**Exercise details**. Your task is to reproduce exactly the lines from the line with "Please locate the white jersey" through the end of the records below.
* Start Information provided *
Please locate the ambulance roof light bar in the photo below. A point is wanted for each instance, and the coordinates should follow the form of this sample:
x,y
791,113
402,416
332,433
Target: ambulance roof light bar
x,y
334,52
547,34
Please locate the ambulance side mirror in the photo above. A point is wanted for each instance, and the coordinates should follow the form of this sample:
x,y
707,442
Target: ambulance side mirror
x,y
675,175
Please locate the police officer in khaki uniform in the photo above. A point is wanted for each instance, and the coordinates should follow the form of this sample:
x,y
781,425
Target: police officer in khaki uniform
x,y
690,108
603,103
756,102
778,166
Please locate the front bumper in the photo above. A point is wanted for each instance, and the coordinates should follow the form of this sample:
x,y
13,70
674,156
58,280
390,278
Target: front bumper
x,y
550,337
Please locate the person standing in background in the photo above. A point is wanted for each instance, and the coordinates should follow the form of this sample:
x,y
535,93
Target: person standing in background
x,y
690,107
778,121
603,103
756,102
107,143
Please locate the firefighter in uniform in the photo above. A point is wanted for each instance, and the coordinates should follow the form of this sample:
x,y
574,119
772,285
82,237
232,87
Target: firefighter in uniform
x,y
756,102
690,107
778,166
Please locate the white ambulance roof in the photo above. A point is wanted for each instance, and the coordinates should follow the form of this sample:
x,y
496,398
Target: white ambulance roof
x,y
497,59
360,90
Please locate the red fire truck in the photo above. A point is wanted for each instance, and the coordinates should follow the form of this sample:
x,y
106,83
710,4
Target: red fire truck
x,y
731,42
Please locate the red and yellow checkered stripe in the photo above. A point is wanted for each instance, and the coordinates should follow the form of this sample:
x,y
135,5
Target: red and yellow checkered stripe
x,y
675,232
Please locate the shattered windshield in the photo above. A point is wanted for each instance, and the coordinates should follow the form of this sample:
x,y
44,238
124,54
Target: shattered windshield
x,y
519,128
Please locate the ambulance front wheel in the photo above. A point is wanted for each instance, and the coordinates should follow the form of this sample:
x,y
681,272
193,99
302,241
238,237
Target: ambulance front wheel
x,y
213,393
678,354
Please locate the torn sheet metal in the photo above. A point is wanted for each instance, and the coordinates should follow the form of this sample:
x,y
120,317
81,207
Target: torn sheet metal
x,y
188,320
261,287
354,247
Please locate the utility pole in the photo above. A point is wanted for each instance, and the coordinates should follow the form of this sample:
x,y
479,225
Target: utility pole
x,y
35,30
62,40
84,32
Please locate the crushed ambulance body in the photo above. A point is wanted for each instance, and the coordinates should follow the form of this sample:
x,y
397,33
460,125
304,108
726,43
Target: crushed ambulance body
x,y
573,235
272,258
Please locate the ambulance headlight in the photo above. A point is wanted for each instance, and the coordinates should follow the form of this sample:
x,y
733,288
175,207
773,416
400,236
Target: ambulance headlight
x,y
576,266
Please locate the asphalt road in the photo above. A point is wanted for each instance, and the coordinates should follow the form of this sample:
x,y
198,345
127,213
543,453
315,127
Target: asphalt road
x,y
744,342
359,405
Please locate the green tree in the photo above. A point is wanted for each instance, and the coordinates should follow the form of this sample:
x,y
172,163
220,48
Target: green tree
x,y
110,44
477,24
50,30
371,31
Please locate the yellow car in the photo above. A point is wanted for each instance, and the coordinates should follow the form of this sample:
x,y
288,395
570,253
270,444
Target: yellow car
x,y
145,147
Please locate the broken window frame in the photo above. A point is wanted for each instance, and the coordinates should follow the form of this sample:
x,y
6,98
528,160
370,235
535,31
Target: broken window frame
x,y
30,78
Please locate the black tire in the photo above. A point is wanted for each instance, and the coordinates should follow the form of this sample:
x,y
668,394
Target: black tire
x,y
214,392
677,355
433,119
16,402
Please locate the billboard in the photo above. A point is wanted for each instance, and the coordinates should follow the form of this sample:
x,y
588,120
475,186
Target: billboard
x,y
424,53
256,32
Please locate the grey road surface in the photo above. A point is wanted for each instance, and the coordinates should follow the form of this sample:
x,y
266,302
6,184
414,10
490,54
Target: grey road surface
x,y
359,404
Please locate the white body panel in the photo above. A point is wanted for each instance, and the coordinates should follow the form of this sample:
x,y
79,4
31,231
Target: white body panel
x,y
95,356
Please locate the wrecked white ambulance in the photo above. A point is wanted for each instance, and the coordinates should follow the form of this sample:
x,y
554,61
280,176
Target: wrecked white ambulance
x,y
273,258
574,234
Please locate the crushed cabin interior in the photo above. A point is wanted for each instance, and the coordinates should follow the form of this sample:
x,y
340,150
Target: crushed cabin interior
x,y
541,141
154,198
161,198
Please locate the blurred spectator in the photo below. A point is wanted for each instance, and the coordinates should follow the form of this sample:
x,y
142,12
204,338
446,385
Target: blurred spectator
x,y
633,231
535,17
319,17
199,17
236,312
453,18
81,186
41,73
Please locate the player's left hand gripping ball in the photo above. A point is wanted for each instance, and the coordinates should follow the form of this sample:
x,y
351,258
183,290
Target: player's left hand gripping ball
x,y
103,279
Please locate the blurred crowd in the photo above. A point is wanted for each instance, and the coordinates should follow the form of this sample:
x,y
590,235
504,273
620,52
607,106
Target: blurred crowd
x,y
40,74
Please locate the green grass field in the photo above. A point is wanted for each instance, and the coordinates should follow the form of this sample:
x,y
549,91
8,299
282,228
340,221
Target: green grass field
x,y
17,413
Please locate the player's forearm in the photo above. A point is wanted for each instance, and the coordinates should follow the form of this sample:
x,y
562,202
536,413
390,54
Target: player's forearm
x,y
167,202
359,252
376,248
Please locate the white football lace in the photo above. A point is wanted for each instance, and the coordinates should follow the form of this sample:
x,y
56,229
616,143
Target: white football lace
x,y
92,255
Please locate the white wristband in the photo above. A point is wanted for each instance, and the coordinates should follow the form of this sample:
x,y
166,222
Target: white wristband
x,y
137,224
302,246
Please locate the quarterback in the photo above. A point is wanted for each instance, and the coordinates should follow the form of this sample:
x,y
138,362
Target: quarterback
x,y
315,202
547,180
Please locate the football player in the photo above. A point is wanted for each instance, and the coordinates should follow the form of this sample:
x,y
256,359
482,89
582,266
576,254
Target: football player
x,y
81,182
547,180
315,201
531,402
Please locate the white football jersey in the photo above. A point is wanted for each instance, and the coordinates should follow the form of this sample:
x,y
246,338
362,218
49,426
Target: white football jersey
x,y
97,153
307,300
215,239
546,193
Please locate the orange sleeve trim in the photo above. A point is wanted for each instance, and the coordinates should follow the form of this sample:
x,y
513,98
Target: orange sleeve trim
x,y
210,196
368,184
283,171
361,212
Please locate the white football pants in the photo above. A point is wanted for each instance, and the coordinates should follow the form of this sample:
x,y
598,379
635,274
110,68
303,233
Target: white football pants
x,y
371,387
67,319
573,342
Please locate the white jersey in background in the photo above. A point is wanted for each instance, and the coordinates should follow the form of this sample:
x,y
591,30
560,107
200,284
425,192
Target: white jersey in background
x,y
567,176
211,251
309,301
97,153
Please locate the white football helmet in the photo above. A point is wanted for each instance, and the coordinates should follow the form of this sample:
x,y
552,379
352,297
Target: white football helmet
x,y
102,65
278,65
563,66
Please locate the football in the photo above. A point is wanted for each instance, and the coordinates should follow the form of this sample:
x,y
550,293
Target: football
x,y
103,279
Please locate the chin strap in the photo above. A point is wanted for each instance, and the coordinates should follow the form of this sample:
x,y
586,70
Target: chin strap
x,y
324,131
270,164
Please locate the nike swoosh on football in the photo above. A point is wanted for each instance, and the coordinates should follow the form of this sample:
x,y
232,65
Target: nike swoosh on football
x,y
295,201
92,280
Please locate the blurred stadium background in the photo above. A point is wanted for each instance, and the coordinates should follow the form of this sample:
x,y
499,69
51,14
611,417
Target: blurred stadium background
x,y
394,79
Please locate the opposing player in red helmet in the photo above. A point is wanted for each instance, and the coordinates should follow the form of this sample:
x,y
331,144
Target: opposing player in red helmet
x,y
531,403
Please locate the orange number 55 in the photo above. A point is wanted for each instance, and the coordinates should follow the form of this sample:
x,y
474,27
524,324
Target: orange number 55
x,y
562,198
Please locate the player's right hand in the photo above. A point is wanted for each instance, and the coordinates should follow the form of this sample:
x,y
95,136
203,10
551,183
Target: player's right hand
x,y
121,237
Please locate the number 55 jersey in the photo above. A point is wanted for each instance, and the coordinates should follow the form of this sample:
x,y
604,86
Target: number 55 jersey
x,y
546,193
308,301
* End Information provided *
**Task response**.
Please locate the white jersey in background in the photo above. A point is wanted for each instance, and the coordinates should follow the form of this sample:
x,y
591,30
560,107
200,284
425,192
Target: white jersey in background
x,y
567,176
211,251
309,301
97,153
Please locate the white football helmet in the photo above. A point is wanted for each instance, and the coordinates should follow the form of this sample:
x,y
552,379
352,297
Target: white football helmet
x,y
102,65
278,65
563,66
Please locate the football in the photo above. A point is wanted for each instance, and the coordinates should follow the form of this sample:
x,y
550,293
Target: football
x,y
103,279
Please locate the chin strap in the photo above. A point is wanted for each instance, and the coordinates should follow the form of this sample:
x,y
586,70
Target: chin strap
x,y
324,131
270,164
Please locate the nike swoosh on football in the photo above. A point is wanted for each instance, and the coordinates should follow the form of this sample:
x,y
232,65
Target: nike swoosh on football
x,y
295,201
92,280
Please locate the blurred stadium background in the photo above. A point is wanted for each instance, and the coordinates should follow the form of this sample:
x,y
499,69
51,14
611,417
Target: blurred stadium background
x,y
394,79
Please locate the opposing player in red helmet in the photo above. A point is wanted for each instance, and the coordinates should follow the form of this sample:
x,y
331,144
Target: opposing player in red helmet
x,y
531,403
Please locate the orange number 55 in the photo above. A point is wanted for each instance, and the coordinates should follow the form of this sample:
x,y
474,27
524,324
Target: orange number 55
x,y
562,198
Please locate the player's right hand in the photo above. A point is wanted for each instance, and the coordinates should follow the form of this sample:
x,y
95,136
203,10
551,183
Target: player's right hand
x,y
121,237
Please locate the number 55 jersey in the photo above. A point is wanted for each instance, and the coordinates should follow the form of this sample:
x,y
604,86
Target: number 55 jersey
x,y
546,193
308,301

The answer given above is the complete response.